**Extrait**
--------------------------------------------------
Voici ce que nous propose Fabienne Swiatly. Encaboulottée, telle est donc sa situation (condition?), c'est aussi une sorte de sas qui lui permet de passer de son cent-vingt mètres carrés à Lyon à un espace plus réduit encore qui l'attend au terme de cette expérience, puisque son nouveau défi est de prendre la route et vivre à bord d'un Volswagen Crafter (baptisé Mon chéri).
Fabienne Swiatly rend compte de cet itinéraire qu'elle a choisi, ce choix de vie qui exige d'elle qu'elle se débarrasse de quelques « encombrants », qu'elle tende vers l'essentiel. Une sobriété amplifiée dans un nouveau rapport au monde (« J'apprends à être là, au présent, car souvent j'ai eu le sentiment de vivre dans l'attente du jour d'après »). Les objets matériels ne sont rien par rapport à la relation amoureuse dont elle tente de faire le deuil.
Fabienne Swiatly fait l'expérience du doute, cette « méduse qui englue mon cerveau », de la solitude, seule face aux oscillations de la vie, à la fluctuation des humeurs, aux fantômes de l'enfance et aux désirs qui se télescopent.
Seule mais jamais totalement. Il y a bien toujours une bergeronnette ou une mésange qui rôde autour de Rouge-Gorge (petit nom donné à la Caboulotte), une conversation ininterrompue avec la nature (« Entre pins et chênes, la nature et moi, nous prenons soin de nos abris »). Il y a aussi le dentiste, l'ostéo, le collectif de travail (IMP, CMP, Conservatoire), les enfants, les retrouvailles avec le collectif de l'aire naturelle. Le collectif comme un « quelque part » pour «poser sa joie».
Sédentaire mais toujours en mouvement, même dans sa Caboulotte.
On suit son quotidien, « les petits riens d'une vie solitaire » : son sommeil en dentelle, ses routines du matin, ses escapades, ses danses, nages, les musiques écoutées. Apprendre à siffler entre ses doigts, ériger un muret, écrire chaque jour comme une discipline, apprendre à lâcher-prise aussi («Assise sur les marches de la Caboulotte, j'observe ou plutôt je hume mon environnement en poussant un profond soupir de volupté»), la bouillotte jamais loin, ni même «une magnifique paire de chaussettes vert épinard en laine de mérinos pour me réconcilier avec la vie». On voit aussi l'autrice égrener, en contre-champ les actualités et «le difficile de notre monde», son rapport aux livres, ceux des autres, les siens aussi (et ceux à venir sur Violaine Leduc, sur Etretat), et les réflexions que cela suscite, sans jamais se faire donneuse de leçon.
--------------------------------------------------
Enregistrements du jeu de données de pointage

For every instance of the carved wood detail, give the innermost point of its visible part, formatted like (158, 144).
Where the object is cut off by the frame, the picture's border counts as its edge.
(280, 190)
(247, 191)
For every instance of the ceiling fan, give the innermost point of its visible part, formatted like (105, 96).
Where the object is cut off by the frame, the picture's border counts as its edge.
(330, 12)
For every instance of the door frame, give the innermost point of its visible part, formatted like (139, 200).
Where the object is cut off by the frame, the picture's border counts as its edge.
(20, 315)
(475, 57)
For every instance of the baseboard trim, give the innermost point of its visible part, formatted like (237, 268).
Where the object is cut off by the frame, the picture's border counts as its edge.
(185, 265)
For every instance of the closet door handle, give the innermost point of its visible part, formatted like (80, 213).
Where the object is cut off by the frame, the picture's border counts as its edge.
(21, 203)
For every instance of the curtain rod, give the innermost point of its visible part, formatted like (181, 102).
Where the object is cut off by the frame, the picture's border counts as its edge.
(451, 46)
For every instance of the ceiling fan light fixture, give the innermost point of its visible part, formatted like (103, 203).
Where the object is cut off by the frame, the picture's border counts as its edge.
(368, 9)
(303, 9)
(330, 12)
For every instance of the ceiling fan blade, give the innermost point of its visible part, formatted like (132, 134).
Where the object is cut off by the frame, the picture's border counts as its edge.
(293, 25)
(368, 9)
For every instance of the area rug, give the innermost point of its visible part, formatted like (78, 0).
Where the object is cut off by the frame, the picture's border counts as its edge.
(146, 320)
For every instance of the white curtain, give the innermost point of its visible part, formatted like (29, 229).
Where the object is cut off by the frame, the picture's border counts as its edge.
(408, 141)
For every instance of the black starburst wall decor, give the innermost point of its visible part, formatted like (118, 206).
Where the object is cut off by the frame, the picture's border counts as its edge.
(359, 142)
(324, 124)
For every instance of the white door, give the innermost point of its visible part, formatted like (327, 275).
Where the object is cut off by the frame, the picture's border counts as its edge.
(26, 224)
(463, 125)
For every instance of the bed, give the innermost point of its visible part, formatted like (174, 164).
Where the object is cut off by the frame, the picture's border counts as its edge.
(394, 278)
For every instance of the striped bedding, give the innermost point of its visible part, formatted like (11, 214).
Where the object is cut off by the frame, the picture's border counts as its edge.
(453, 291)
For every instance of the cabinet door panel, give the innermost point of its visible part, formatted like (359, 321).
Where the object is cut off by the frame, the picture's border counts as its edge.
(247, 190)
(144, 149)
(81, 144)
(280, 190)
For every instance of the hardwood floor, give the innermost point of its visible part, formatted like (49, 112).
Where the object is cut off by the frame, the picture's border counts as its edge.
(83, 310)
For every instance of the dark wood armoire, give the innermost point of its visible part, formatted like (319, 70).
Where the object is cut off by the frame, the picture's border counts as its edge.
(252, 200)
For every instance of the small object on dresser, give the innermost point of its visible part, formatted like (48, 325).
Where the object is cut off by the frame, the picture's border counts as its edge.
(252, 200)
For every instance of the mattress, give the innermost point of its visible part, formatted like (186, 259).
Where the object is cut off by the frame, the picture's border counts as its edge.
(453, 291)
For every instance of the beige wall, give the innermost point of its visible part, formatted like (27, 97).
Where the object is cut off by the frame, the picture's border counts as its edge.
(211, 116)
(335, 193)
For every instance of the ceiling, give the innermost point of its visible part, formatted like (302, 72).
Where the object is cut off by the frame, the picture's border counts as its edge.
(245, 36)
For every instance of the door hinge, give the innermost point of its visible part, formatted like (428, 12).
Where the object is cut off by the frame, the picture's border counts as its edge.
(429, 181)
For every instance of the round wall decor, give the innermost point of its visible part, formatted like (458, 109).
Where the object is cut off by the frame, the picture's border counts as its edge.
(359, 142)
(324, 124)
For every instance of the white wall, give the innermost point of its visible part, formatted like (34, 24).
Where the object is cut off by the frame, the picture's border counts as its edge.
--------------------------------------------------
**Votre travail**
1. Répondez à ces questions d'après l'extrait.
(a) Dans quelle ville se trouve le logement de cent-vingt mètres carrés ?
(b) Quel nom a été donné au véhicule à bord duquel l'autrice compte vivre ?
(c) Quel petit nom a reçu la Caboulotte ?
2. Dans l'extrait, relevez toutes les structures citées entre parenthèses comme formant le collectif de travail.
3. Traduisez en anglais cette phrase de l'extrait :
Fabienne Swiatly fait l'expérience du doute, cette « méduse qui englue mon cerveau », de la solitude, seule face aux oscillations de la vie, à la fluctuation des humeurs, aux fantômes de l'enfance et aux désirs qui se télescopent.
Appuyez-vous uniquement sur l'extrait pour répondre.

**Résultats finaux**
1.
(a) Lyon.
(b) Mon chéri.
(c) Rouge-Gorge.

2. IMP, CMP, Conservatoire.

3. Fabienne Swiatly experiences doubt, that "jellyfish that gums up my brain," and solitude, alone in the face of life's ups and downs, shifting moods, the ghosts of childhood, and colliding desires.